DATASET ROWS -

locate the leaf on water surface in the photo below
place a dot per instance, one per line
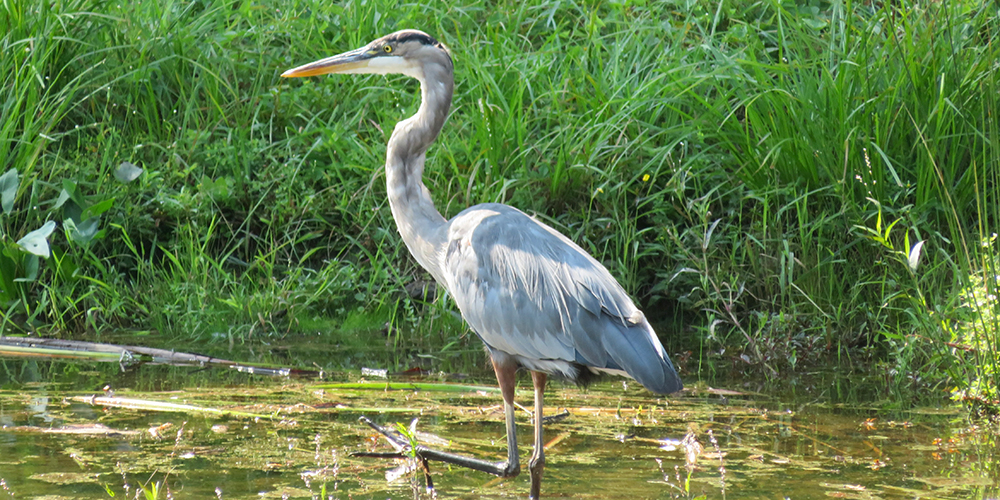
(36, 242)
(65, 477)
(143, 404)
(410, 386)
(74, 429)
(127, 172)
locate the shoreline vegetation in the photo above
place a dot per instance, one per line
(779, 185)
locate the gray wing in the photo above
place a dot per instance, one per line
(530, 292)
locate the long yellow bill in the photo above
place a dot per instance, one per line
(355, 61)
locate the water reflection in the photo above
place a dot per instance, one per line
(616, 443)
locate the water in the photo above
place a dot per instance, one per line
(290, 438)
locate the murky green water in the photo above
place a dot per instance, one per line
(59, 441)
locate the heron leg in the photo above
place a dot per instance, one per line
(537, 463)
(506, 377)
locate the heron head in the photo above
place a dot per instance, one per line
(405, 52)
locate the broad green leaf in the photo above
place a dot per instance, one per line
(36, 242)
(127, 172)
(9, 183)
(30, 270)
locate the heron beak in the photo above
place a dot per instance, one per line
(355, 61)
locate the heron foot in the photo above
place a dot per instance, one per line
(405, 449)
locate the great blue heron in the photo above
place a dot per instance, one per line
(535, 298)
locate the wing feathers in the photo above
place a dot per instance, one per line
(529, 291)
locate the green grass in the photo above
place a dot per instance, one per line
(754, 172)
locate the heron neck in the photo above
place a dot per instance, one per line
(419, 222)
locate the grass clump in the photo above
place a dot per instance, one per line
(792, 182)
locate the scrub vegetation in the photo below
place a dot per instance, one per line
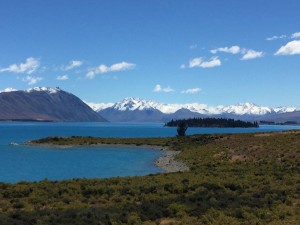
(233, 179)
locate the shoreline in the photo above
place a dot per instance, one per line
(167, 162)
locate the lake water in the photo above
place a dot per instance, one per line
(27, 163)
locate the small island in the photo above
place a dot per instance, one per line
(211, 122)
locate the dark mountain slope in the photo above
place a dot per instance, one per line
(45, 104)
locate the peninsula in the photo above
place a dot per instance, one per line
(232, 179)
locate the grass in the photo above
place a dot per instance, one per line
(233, 179)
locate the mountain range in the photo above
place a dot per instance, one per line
(54, 104)
(140, 110)
(44, 104)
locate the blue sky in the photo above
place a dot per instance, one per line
(173, 51)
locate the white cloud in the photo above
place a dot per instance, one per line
(198, 62)
(73, 64)
(113, 68)
(296, 35)
(291, 48)
(233, 50)
(252, 54)
(31, 79)
(63, 77)
(276, 37)
(28, 67)
(159, 88)
(191, 91)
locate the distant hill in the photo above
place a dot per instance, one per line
(140, 110)
(284, 117)
(45, 104)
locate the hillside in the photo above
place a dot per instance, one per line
(45, 104)
(233, 179)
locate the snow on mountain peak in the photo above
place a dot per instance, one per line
(45, 89)
(8, 90)
(246, 108)
(133, 104)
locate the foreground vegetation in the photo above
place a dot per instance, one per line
(211, 122)
(233, 179)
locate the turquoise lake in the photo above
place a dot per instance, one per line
(27, 163)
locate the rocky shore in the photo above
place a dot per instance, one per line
(169, 164)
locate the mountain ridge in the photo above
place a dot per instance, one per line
(140, 110)
(45, 104)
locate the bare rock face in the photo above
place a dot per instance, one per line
(45, 104)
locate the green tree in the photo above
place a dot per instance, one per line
(181, 129)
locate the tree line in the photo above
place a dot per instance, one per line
(211, 122)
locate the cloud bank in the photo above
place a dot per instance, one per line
(30, 66)
(63, 77)
(291, 48)
(113, 68)
(199, 62)
(191, 91)
(73, 64)
(31, 79)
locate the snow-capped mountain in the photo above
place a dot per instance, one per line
(140, 110)
(49, 90)
(131, 104)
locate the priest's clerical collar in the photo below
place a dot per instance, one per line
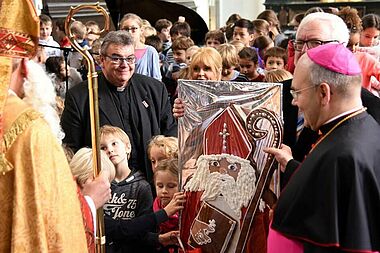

DESCRIPTION OF THE TASK - Retype every one of the records above exactly, and leave the pictures out of your copy.

COMPLETE OUTPUT -
locate the leaf on water surface in the photo below
place a dot per instance, one per line
(36, 242)
(65, 477)
(143, 404)
(410, 386)
(74, 429)
(127, 172)
locate the shoreline vegetation in the photo above
place a dot per instance, one per line
(779, 185)
locate the gray wing in the photo above
place a dot per instance, one per line
(530, 292)
locate the long yellow bill in the photo above
place a dot per instance, one per line
(355, 61)
locate the water reflection in the photo above
place a dot per instance, one per line
(616, 443)
locate the water in the photo above
place a dot per instance, one per line
(290, 438)
locate the murky green water in the photo above
place a dot per instance, one per line
(59, 441)
locate the heron leg in the photo above
place a dot per instance, one per line
(537, 463)
(506, 377)
locate the heron head in the photo above
place a dot per instance, one per line
(405, 52)
locate the broad green leaf in the photo above
place a dot per instance, one per line
(36, 242)
(127, 172)
(9, 183)
(30, 270)
locate the heron beak in the photo above
place a dot per instance, one per line
(355, 61)
locate the heron foot in the photo above
place a dot per instance, one per line
(405, 449)
locate the great blue heron in the photo above
place a dot per instance, one per line
(535, 298)
locate the wing feathers in the photo above
place a dot per instance, one per line
(529, 291)
locate the green grass in the photo above
place a dot per instance, one per line
(754, 172)
locate the heron neck in the photo above
place a dot per instance, one per line
(419, 222)
locate the grass clump in the photo above
place a dot per instance, one per line
(792, 182)
locate the scrub vegetation in the photo below
place a dot per instance, one per line
(233, 179)
locate the shoreline in the photo above
place a dot per instance, one per line
(167, 162)
locate the lake water in the photo above
place a dot per instance, one per line
(27, 163)
locate the small island in the photo above
place a dot per instance, one per line
(211, 122)
locate the dark mountain slope in the photo above
place a dot per instance, one per line
(45, 104)
locate the peninsula in the photo above
place a dot per instance, one per line
(232, 179)
locate the grass in the photo above
place a dot per instance, one per line
(233, 179)
locate the mountain range in the photo above
place a dot per instance, one per line
(54, 104)
(140, 110)
(44, 104)
locate the blue sky in the photo above
place a dot per instance, one per line
(173, 51)
locate the white cloud in the photo above
place a dot per instance, one per line
(198, 62)
(73, 64)
(113, 68)
(296, 35)
(291, 48)
(233, 50)
(252, 54)
(31, 79)
(63, 77)
(276, 37)
(28, 67)
(159, 88)
(191, 91)
locate the distant hill in the photo above
place a dot per instance, one per line
(140, 110)
(284, 117)
(45, 104)
locate the hillside in the photo above
place a dot per instance, one per line
(45, 104)
(233, 179)
locate the snow on mountain peak in the photo above
place a dot per instance, one per line
(45, 89)
(8, 90)
(246, 108)
(133, 104)
locate the foreground vegetation in the photo above
place a dot per instance, one per line
(211, 122)
(233, 179)
locate the turquoise lake in the photo above
place a dot per instance, one per line
(27, 163)
locate the rocky shore in the photo above
place a dot per instance, one per line
(169, 164)
locate the mountain ridge in the photo above
place a dot per instance, one per line
(140, 110)
(45, 104)
locate the bare rock face in the photo above
place a dot per instance, one per line
(45, 104)
locate the green tree in the photo above
place a dot per instance, one per line
(181, 129)
locate the tree line in the photo above
place a dot per instance, one per line
(211, 122)
locate the cloud bank in the photo above
place a dot per instance, one per line
(30, 66)
(63, 77)
(291, 48)
(113, 68)
(199, 62)
(191, 91)
(73, 64)
(31, 79)
locate the snow-capped mountain in the photo above
place a dot per instance, one per line
(140, 110)
(49, 90)
(131, 104)
locate the priest's clerical collar in the photo below
place a dot per instance, one per line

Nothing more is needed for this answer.